-- start of Text block --

Best value milk is the "€1.50 shop" in the Ilac Centre in Dublin who sell 2L of NI milk for €1.19. It was €.95 for a long time, but has gone up over the last week or two.


Switching from "branded" cereals to "own brand" ones will save you even more money and you wont need to wait for offers either. Aldi cereals are as good if not better than the "branded" ones at a fraction of the price.


----------



## truthseeker

apajale, 
ALDI have launched a new range of muesli, the branding is Harvest Morn - Very Nutty Muesli, and 2 others (Very Berry and Very Fruity I think).
1.99 for 500g and very dense and satisfying.
ALDI tend to have a good range of muesli type cereals which I like.

And LIDL have launched a 'deluxe' granola, its in the 2 euro range for 500g as well, again very dense and satisfying. Its called Fruit and Nut Granola.


----------



## Bronte

ajapale said:


> ,
> 
> Porrige,
> Branflakes,
> Cherios,
> Crispies,
> Cornflakes,
> Weetabix,


 
Sorry to be nosy, but why do you need so much variety?  Does everyone in your house like a different cereal?  Would it not be easier to say have what's cheapest (and healthest) and that's it.  You must be exhausted looking for the cheapest of each of these on a continuous basis. 

Re the chicken, I guess the sign is easier to 'sell'.  10 fillets for 10 Euro's is catchy.  You can always ask the butcher to put them on the scales and then you can work out the price per kilo.  No doubt the butcher has figured it out himself before he made this offer.  Sounds like a very good offer to me.  1 Euro a portion for meat is not bad.

-- end of Text block --
-- start of Recorded information --

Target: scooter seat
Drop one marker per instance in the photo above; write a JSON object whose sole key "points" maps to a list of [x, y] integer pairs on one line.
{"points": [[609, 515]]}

-- end of Recorded information --

■ **Tasks to complete**:
• A. In the grocery-savings thread, list every cereal named in the quoted lines that Bronte's post replies to.
• B. Pick up the grocery-savings thread where it stops and write a few more sentences.

■ **Set of answers**:
• A. Porrige, Branflakes, Cherios, Crispies, Cornflakes, Weetabix

• B.
----------



## NorfBank

Bronte said:


> 1 Euro a portion for meat is not bad.



Unless that meat has travelled long distance and is pumped full of water, antiobiotics and carbon dioxide to artificially extend it's shelf life.

You get what you pay for.


----------



## bullworth

ajapale said:


> Best value milk at present is Dunnes at €4 for 6litres (2x3l packs) this is for NI Milk. Tescos 3l milk is a little dearer but comes from the Republic and tastes a little better.



The problem I have with Dunnes is they only give a cheap price when there is local competition so everyone gets a different price depending on how easily they can be taken advantage of. All of my local Dunnes Stores are selling the cheapest own brand litre of milk for 1.49 Euro and I would think that is the case for the vast majority of customers.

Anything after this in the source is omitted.